__Given passage__:
COURT OF APPEAL FOR ONTARIO
CITATION: Machaj v. RBC General Insurance Company, 2016 ONCA 257
DATE: 20160408
DOCKET: C60814
Sharpe, Juriansz and Roberts JJ.A.
BETWEEN
Zofia Machaj
Plaintiff (Appellant)
and
RBC General Insurance Company
Defendant (Respondent)
Sandi J. Smith, for the appellant
Harry P. Brown, for the respondent
Heard: April 5, 2016
On appeal from the order of Justice A.C.R. Whitten of the Superior Court of Justice, dated July 3, 2015.
ENDORSEMENT
[1] This is an appeal from an order dismissing an action for catastrophic injury Statutory Accident Benefits on the ground that it is statute barred by virtue of the Insurance Act, R.S.0. 1990, c. I-8, s. 281.1(1). The motion judge found that the appellant’s claim was barred because a mediation proceeding had not been commenced “within two years after the insurer’s refusal to pay the benefits claimed”.
[2] The central issue is whether motion judge erred by concluding that the decision of the Divisional Court in Do v. Guarantee Insurance Co., 2015 ONSC 1891 did not apply.
[3] Do upheld a consistent line of arbitral decisions holding that an insurer’s denial of the existence of the status of catastrophic impairment does not in itself amount to a denial of a benefit and that is it is only where a specific benefit is denied that the limitation period commences to run against the claimant. The Divisional Court accepted the proposition that catastrophic impairment status is not itself a benefit, but rather a designation that entitles a claimant to request extended medical, rehabilitation and/or attendant care benefits and other expenses.

__Material supplied__:
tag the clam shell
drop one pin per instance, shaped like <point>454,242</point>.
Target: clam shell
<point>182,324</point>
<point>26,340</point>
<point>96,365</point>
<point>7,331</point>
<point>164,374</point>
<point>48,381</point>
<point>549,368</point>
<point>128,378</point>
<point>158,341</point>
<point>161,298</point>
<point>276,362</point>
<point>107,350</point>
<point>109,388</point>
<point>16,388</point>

__Required tasks__:
**a)** List the surnames of the appeal judges named in the court endorsement.
**b)** Copy the part of the court endorsement starting with "COURT OF APPEAL" and going on through "Plaintiff (Appellant)".

__Task results__:
**a)** Sharpe, Juriansz, Roberts

**b)**
COURT OF APPEAL FOR ONTARIO
CITATION: Machaj v. RBC General Insurance Company, 2016 ONCA 257
DATE: 20160408
DOCKET: C60814
Sharpe, Juriansz and Roberts JJ.A.
BETWEEN
Zofia Machaj
Plaintiff (Appellant)